GOAL -> Quote all of the data exactly as given. Skip every picture it contains.
-=-=-
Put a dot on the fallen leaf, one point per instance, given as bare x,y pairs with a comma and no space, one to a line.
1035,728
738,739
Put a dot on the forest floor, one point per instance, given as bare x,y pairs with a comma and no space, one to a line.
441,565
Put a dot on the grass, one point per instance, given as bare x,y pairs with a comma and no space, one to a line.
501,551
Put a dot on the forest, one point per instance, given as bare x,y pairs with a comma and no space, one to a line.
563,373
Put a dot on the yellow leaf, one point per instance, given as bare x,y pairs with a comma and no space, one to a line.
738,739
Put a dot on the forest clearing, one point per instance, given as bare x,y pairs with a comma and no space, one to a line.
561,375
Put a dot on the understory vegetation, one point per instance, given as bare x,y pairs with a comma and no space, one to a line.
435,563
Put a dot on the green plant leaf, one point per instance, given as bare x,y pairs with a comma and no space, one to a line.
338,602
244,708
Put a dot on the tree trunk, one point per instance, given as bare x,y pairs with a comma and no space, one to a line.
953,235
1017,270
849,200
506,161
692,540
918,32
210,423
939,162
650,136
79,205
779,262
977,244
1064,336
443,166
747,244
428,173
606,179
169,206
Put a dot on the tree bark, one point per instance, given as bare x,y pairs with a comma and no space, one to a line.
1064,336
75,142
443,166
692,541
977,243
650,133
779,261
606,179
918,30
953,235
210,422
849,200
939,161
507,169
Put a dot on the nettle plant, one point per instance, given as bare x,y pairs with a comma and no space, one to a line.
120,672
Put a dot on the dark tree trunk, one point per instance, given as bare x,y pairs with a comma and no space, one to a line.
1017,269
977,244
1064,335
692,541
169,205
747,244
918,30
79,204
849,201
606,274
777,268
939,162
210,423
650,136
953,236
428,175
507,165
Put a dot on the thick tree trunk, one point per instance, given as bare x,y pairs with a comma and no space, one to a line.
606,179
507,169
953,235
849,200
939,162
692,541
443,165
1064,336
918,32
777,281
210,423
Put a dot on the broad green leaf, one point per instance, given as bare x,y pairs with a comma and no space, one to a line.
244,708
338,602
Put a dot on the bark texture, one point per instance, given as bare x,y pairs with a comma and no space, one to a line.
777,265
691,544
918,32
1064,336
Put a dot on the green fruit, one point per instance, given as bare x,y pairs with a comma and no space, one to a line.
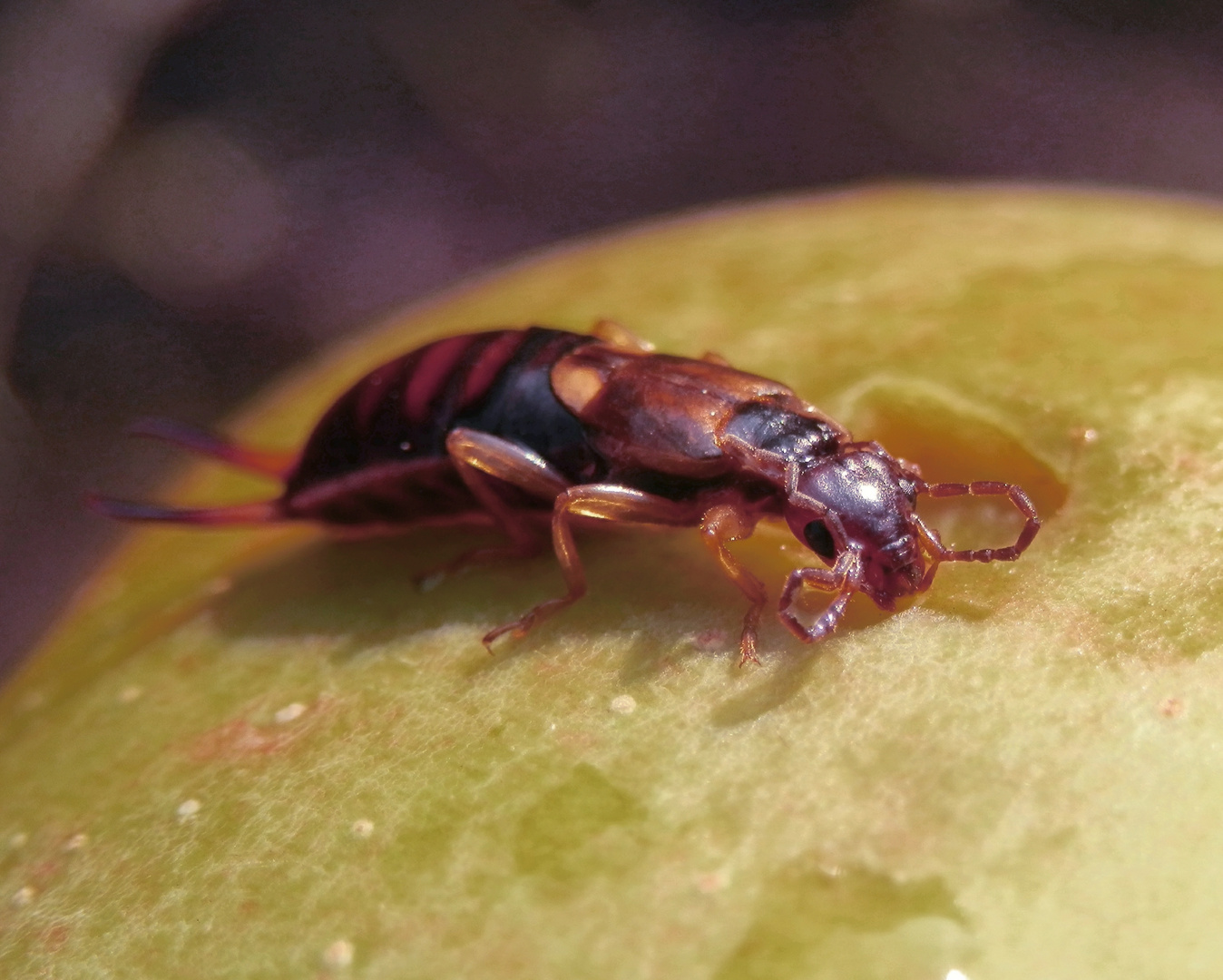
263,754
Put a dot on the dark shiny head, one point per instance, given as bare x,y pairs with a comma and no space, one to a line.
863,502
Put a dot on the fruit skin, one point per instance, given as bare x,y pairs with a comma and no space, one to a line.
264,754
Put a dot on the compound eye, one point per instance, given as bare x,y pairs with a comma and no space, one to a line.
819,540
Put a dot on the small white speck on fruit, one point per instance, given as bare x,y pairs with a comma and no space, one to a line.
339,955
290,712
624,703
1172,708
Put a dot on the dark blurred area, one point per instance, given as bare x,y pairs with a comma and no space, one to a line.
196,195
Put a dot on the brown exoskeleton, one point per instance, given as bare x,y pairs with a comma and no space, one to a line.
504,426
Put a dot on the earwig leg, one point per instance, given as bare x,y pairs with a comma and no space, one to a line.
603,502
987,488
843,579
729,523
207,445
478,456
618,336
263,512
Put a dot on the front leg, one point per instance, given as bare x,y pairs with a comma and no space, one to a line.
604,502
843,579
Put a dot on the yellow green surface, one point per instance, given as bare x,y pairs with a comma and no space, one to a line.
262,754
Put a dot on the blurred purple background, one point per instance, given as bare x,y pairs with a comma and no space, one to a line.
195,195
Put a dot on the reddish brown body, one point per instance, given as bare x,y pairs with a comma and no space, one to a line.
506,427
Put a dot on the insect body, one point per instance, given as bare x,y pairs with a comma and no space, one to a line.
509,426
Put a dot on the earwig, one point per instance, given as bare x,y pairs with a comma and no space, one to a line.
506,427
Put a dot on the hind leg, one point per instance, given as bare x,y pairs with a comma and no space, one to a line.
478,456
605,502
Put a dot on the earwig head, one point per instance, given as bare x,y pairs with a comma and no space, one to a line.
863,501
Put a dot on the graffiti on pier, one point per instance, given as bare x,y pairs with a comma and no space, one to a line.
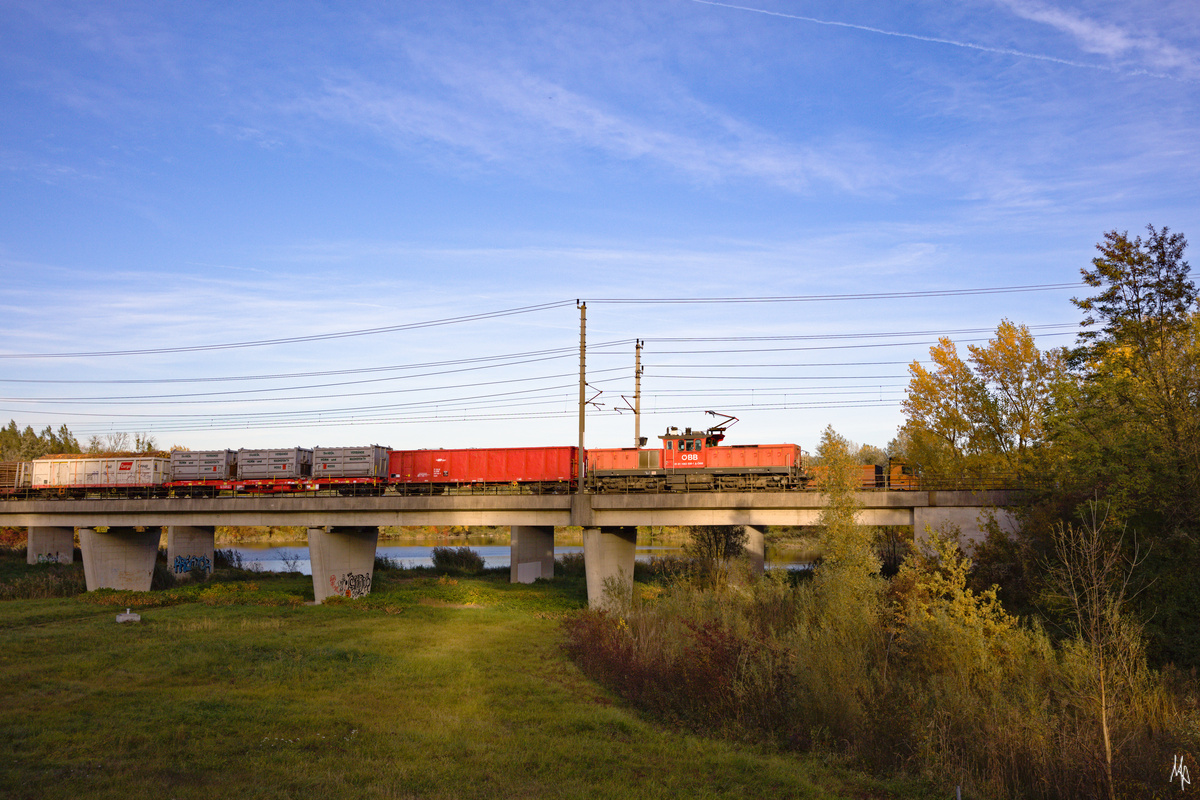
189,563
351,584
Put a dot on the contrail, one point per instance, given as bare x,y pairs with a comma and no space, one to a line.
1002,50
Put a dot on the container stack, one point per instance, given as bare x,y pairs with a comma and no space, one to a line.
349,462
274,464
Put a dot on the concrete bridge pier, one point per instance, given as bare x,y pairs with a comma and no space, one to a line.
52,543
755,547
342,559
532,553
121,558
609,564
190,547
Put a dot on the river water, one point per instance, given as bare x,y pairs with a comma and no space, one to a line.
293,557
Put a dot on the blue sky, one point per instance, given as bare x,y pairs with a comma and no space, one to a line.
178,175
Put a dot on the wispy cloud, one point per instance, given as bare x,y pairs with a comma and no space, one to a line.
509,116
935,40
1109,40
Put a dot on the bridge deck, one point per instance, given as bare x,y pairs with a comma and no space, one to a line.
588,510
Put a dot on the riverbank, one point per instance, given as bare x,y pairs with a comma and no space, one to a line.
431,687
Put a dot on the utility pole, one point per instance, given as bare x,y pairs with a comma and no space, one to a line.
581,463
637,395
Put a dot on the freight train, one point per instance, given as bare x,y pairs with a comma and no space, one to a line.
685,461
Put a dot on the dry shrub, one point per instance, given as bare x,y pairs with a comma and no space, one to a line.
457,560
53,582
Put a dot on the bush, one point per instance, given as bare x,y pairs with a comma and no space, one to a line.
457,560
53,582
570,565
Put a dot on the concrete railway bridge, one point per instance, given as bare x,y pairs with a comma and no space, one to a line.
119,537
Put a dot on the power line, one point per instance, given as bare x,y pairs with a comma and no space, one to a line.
-=-=-
FINAL RESULT ->
Put a dot on the fallen leaf, one point per instance, given as bare x,y pairs with a comma and no space, one to a line.
1035,728
738,739
Put a dot on the forest floor, one point per instance, given as bare x,y pairs with a comma and no space, one to a line.
441,565
Put a dot on the grass, one point per instance, given as bare x,y pairs with a comma and no space, one to a line.
501,551
Put a dot on the forest, one point per instance, given as bare x,y pairs with a comma and no space, one to a line.
563,373
Put a dot on the yellow leaf, one point per instance, given as bare x,y pairs with a comma and no space, one to a line.
738,739
Put a dot on the forest clearing, one point per instance, given as bare x,y pairs with a comma and no space, one to a line.
561,375
Put a dot on the understory vegetation, one point per instance, given as bare x,y pairs with a comma and no space, one to a line.
435,563
Put a dot on the green plant leaf, one point per instance, given as bare x,y pairs with a comma and no space, one to a line.
338,602
244,708
Put a dot on the tree trunk, one point per instance, given as bare x,y pairs with a comma and no space, one to a line.
953,235
1017,270
849,200
506,161
692,540
918,32
210,423
939,162
650,136
79,205
779,262
977,244
1064,336
443,166
747,244
428,173
606,179
169,206
Put a dot on the tree bark, one point per instance, given as bare x,y pairs with a comma and no space, one to a line.
1064,336
75,142
443,166
692,541
977,243
650,133
779,261
606,179
918,30
953,235
210,422
849,200
939,161
507,169
Put a dot on the nettle plant, one point per instance, given as bare x,y pairs with a comma and no space, one to a line.
120,672
Put a dot on the dark tree trunk, one point per instance, given as bare x,y pairs with a comma and no space, one to a line.
1017,269
977,244
1064,335
692,541
169,205
747,244
918,30
79,204
849,201
606,274
777,268
939,162
210,423
650,136
953,236
428,175
507,165
Put a dot on the thick tree trunk, one point per instance, given as bare x,y pairs with a comma and no space, one to a line.
606,179
507,169
953,235
849,200
939,162
692,541
443,165
1064,336
918,32
777,281
210,423
Put a dot on the broad green leaf, one point per instance, given as bare x,y pairs with a comma and no space, one to a line.
244,708
338,602
Put a dot on the bark texture, one point per instance, given as bare x,y pairs with a comma and no space, one to a line.
777,265
691,544
918,32
1064,336
Put a dot on the green fruit, one point per instance, given as bare x,y pairs with a comma and no space, one to a line.
263,754
Put a dot on the dark shiny head, one point per instance, given as bare x,y pairs with a comma and no space, one to a line.
863,502
Put a dot on the fruit skin, one point per instance, given as bare x,y pairs with a comma and no space, one to a line.
264,754
Put a dot on the compound eye, one point per instance, given as bare x,y pairs with a comma and no space, one to a line.
819,540
Put a dot on the small white speck on fruit, one point per instance, given as bare x,y pairs with a comma and no space, one to a line.
339,955
290,712
624,703
1172,708
Put a dot on the dark blurred area, one point per instance, given as bare x,y pairs with a comma and no space, one to a line.
196,195
Put a dot on the brown exoskeleton, one point per instance, given as bare x,y pairs with a comma and no space, one to a line.
504,426
Put a dot on the earwig leg, one point per instance, given as bare x,y pairs with a comma and no space, one to a line.
603,502
987,488
843,579
729,523
207,445
478,456
618,336
263,512
Put a dot on the front leg, one point per instance, given as bare x,y pairs with a comma and no space, one to a line.
604,502
843,579
Put a dot on the yellow green surface, one point per instance, given as bare x,y pairs with a comma and no space, one to a line.
262,754
Put a dot on the blurred purple background, one point per instance, given as bare x,y pairs with a comma and no space, one to a line.
195,195
Put a dot on the reddish brown body, one point per instance, given as bare x,y pairs with a comma and no space, one to a line.
506,427
Put a dot on the insect body, one point per instance, given as bare x,y pairs with a comma and no space, one to a line.
509,426
Put a dot on the earwig, one point per instance, given as bare x,y pairs with a comma and no space, one to a line.
506,427
Put a dot on the hind leg, one point per instance, given as bare x,y pairs with a comma and no space, one to a line.
478,456
605,502
Put a dot on the earwig head, one point per instance, given as bare x,y pairs with a comma and no space, one to a line.
863,501
Put a dot on the graffiti on pier, one point per instance, given as bare x,y pairs with a comma and no space, one to a line.
189,563
351,584
Put a dot on the contrail, one point per instance, given as bare x,y pairs with a comma and no space, one to a line.
1002,50
Put a dot on the container stack, one point per instance, given as bare x,y pairs with a comma and no space, one to a line.
349,462
274,464
Put a dot on the concrete bridge pier, one point per instance, given as bare x,y pairs with a comma and no space, one to a line.
52,543
755,547
342,559
532,553
121,558
609,564
190,547
Put a dot on the river water, one point per instance, given as bare x,y pairs with a comma and no space, one to a line.
293,557
Put a dot on the blue sky, one point per instance, given as bare x,y pairs with a comma and no space, one to a line.
178,175
Put a dot on the wispy cloud, one point per instance, given as bare x,y pairs with a comma and no space, one to a line.
509,116
935,40
1109,40
Put a dot on the bridge deck, one point per instance, given as bare x,y pairs with a comma and no space, one to a line.
588,510
Put a dot on the riverbank, one point per instance, given as bare x,y pairs with a comma and no space, one to a line.
431,687
Put a dot on the utility pole, one point per instance, given as bare x,y pairs with a comma and no space, one to a line.
581,463
637,395
Put a dot on the freight train, one point per instance, given as bare x,y pairs with a comma and no space, one to a line.
685,461
Put a dot on the dry shrub, one point per instance, given as bare x,y pairs with a comma and no space, one to a line.
457,560
53,582
Put a dot on the bush, one point per instance, given as bare x,y pairs with a comma and no space, one to a line.
457,560
53,582
570,565
Put a dot on the concrete railway bridge, one point per instance, given as bare x,y pairs with a comma and no space, one to a line.
119,537
Put a dot on the power line, one point per instance, given as bare x,y pairs with a comma and no space, one to a line.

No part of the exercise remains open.